**TASK DESCRIPTION**
Could you write out the whole passage below, on helping an older adult after a fall, word for word?

**DOCUMENT EXCERPT**

If the person cannot get up on their own, even with a chair for support, don’t force it. Make them as comfortable as possible on the floor with a pillow and blanket, and call for help. Trying to lift a person who can’t assist in the process puts both of you at risk.
Watch for Delayed Head Injury Symptoms
One of the most dangerous consequences of a fall in an older adult is a slow bleed inside the skull. This type of brain bleed typically shows up between 3 and 21 days after a head injury, which means someone can seem perfectly fine right after a fall and develop serious symptoms days or even weeks later.
The symptoms are often subtle in older adults: new or worsening headaches, confusion, difficulty with balance, changes in personality, or increasing drowsiness. In one documented case, a patient presented with headaches and balance problems several weeks after a fall, with no other obvious warning signs in between. This delayed timeline makes it easy to dismiss symptoms or not connect them to the fall.
If the person hit their head, or if you’re not sure whether they did, monitor them closely for the next few weeks. Any new confusion, persistent headache not relieved by over-the-counter medication, unsteadiness, or unusual sleepiness warrants an immediate trip to the emergency room.
Schedule a Medical Follow-Up
Even if the person seems fine after a fall, a visit to their doctor within the next few days is worthwhile. Falls rarely happen for no reason, especially in older adults. A post-fall evaluation typically focuses on figuring out why the fall happened so it doesn’t happen again.

**Stored data**
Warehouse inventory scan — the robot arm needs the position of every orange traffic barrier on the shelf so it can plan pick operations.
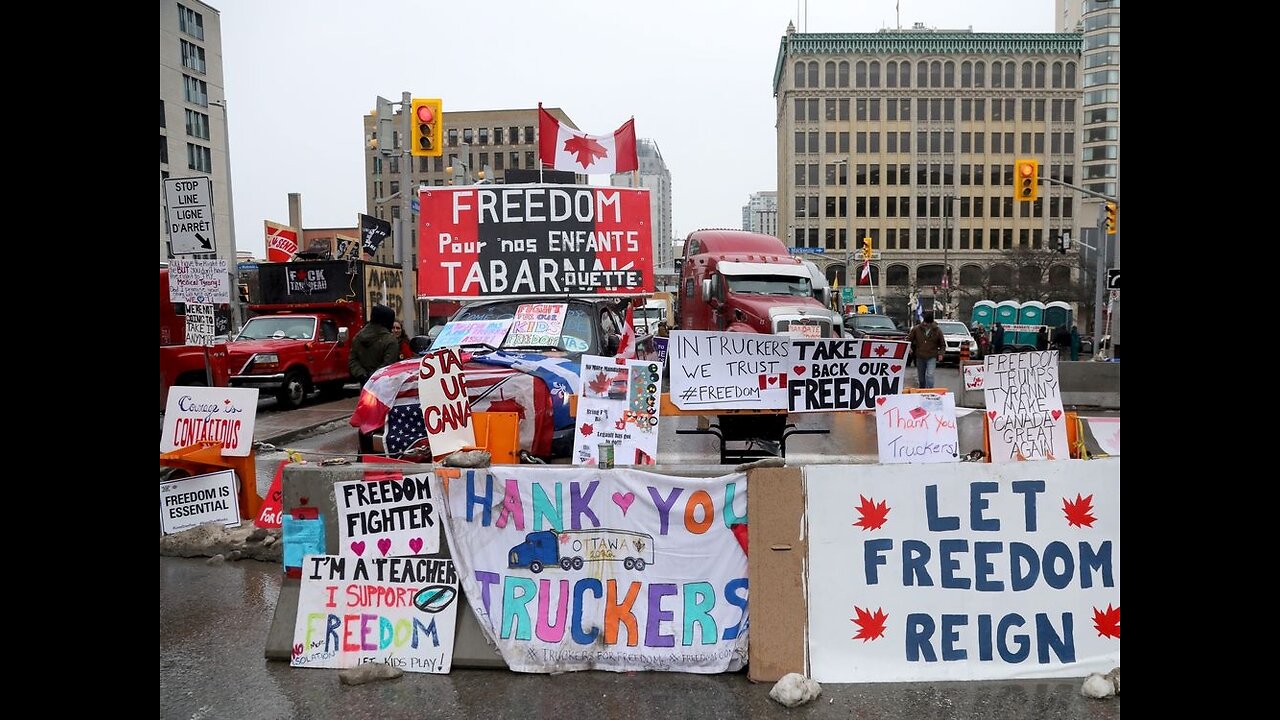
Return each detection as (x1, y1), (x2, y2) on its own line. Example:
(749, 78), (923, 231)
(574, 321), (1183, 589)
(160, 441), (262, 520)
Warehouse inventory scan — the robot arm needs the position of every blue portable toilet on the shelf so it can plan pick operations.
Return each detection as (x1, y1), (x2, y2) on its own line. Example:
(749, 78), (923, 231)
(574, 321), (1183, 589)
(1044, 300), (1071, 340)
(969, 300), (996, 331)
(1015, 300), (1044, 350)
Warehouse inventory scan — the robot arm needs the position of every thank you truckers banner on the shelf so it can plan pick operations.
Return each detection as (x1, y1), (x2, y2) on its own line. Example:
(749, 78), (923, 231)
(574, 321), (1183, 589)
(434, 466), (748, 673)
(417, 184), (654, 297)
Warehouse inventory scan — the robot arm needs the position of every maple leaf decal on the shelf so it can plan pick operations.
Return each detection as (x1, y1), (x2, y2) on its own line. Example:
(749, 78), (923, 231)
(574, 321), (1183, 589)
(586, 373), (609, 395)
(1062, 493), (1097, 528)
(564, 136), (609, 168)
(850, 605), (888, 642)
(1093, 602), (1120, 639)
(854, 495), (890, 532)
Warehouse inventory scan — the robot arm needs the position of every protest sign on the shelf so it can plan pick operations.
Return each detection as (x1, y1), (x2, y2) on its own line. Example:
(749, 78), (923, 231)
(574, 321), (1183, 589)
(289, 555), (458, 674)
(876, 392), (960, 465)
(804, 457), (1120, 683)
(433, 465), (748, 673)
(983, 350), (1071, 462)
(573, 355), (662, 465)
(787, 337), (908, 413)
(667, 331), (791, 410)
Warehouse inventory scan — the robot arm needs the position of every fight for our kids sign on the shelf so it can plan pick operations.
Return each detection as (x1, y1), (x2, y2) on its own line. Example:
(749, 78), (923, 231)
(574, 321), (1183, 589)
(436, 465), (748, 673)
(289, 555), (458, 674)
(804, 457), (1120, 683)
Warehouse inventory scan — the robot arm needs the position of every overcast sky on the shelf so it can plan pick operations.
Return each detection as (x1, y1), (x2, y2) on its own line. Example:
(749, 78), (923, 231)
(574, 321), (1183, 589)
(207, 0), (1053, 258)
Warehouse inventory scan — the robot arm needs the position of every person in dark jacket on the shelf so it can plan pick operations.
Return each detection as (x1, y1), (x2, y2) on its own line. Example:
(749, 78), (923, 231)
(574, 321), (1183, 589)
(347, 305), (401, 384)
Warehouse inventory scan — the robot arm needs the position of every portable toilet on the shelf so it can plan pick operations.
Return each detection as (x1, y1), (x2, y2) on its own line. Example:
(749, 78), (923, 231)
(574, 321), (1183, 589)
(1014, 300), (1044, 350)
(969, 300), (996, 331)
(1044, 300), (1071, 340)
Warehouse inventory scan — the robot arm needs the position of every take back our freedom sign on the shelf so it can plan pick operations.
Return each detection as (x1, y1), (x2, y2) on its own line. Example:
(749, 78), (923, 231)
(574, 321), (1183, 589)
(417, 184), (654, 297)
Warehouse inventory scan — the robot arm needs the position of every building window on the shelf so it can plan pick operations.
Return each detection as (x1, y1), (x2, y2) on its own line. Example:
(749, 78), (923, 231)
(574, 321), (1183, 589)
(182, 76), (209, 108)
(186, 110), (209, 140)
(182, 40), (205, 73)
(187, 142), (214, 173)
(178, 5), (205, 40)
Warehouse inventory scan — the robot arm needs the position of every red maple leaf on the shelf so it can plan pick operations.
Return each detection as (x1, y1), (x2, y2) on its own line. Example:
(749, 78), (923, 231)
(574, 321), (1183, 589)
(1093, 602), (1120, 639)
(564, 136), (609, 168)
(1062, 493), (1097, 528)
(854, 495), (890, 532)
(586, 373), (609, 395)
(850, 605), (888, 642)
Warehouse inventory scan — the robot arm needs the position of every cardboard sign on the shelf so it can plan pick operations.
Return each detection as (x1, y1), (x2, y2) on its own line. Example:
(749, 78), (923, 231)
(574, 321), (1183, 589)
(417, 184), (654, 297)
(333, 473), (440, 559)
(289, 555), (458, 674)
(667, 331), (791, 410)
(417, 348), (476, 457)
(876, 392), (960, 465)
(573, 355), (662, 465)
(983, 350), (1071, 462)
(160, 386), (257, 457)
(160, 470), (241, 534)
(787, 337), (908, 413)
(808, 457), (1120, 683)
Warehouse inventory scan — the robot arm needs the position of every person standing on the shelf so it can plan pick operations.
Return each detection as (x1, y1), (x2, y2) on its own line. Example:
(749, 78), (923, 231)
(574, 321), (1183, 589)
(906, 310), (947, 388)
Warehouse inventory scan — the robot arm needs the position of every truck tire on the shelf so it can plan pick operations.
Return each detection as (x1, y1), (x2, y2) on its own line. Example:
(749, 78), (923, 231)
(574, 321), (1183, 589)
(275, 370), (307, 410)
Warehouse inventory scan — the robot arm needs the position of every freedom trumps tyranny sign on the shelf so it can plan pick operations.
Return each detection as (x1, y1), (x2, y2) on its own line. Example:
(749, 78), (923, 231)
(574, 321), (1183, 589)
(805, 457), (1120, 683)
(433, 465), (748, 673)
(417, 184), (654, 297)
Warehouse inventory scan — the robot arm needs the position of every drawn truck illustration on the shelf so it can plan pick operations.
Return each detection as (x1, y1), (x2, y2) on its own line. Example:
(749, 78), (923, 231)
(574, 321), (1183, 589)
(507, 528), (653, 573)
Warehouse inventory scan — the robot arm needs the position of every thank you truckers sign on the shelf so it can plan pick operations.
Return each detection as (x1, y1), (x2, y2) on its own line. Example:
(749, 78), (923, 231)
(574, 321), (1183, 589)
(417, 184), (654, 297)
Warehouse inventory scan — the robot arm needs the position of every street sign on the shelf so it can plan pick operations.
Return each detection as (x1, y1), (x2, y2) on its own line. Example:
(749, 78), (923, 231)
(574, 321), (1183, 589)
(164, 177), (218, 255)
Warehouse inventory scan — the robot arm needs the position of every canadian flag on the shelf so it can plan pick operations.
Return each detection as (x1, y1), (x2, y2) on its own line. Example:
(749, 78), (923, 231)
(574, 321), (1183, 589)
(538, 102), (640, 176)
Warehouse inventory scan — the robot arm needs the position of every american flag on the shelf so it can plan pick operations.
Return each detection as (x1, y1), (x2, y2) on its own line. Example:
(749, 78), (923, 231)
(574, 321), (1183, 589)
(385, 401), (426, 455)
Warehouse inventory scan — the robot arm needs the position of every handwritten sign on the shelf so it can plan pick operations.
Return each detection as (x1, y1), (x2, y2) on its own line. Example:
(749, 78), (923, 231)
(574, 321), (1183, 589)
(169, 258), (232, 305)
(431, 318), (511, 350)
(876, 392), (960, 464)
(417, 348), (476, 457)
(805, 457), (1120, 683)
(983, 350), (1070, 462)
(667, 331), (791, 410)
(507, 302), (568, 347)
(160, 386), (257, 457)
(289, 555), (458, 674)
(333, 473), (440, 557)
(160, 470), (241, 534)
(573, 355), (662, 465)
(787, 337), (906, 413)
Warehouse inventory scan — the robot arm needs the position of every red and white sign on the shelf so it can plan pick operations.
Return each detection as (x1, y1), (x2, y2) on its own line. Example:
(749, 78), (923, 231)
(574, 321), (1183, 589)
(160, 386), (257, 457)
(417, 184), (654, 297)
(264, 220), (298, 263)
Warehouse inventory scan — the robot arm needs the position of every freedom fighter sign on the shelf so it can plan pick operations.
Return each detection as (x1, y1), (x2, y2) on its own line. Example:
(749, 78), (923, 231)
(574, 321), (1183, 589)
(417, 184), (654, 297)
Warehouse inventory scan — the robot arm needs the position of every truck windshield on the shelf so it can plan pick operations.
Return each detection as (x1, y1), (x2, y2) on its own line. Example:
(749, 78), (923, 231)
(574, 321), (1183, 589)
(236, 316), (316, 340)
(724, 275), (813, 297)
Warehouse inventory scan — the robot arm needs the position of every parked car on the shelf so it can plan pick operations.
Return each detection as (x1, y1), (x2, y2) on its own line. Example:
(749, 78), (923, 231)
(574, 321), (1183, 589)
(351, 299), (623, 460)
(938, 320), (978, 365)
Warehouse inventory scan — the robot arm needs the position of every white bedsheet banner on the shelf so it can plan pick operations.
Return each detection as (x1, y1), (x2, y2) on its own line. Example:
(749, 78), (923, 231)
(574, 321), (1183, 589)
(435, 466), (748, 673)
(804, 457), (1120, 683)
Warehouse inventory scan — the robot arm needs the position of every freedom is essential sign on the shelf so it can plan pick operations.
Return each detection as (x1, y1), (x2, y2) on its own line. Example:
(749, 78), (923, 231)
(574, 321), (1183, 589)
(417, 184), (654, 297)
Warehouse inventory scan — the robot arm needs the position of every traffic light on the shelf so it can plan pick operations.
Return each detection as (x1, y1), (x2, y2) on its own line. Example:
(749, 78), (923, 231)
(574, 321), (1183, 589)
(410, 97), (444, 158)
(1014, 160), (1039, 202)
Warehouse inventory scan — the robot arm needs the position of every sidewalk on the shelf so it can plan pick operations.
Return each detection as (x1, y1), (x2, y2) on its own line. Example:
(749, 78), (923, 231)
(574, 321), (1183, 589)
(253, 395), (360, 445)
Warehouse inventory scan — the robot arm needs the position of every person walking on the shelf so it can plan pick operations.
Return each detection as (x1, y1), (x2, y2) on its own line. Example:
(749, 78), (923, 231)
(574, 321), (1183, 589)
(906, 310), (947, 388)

**SOLUTION FOR THIS TASK**
If the person cannot get up on their own, even with a chair for support, don’t force it. Make them as comfortable as possible on the floor with a pillow and blanket, and call for help. Trying to lift a person who can’t assist in the process puts both of you at risk.
Watch for Delayed Head Injury Symptoms
One of the most dangerous consequences of a fall in an older adult is a slow bleed inside the skull. This type of brain bleed typically shows up between 3 and 21 days after a head injury, which means someone can seem perfectly fine right after a fall and develop serious symptoms days or even weeks later.
The symptoms are often subtle in older adults: new or worsening headaches, confusion, difficulty with balance, changes in personality, or increasing drowsiness. In one documented case, a patient presented with headaches and balance problems several weeks after a fall, with no other obvious warning signs in between. This delayed timeline makes it easy to dismiss symptoms or not connect them to the fall.
If the person hit their head, or if you’re not sure whether they did, monitor them closely for the next few weeks. Any new confusion, persistent headache not relieved by over-the-counter medication, unsteadiness, or unusual sleepiness warrants an immediate trip to the emergency room.
Schedule a Medical Follow-Up
Even if the person seems fine after a fall, a visit to their doctor within the next few days is worthwhile. Falls rarely happen for no reason, especially in older adults. A post-fall evaluation typically focuses on figuring out why the fall happened so it doesn’t happen again.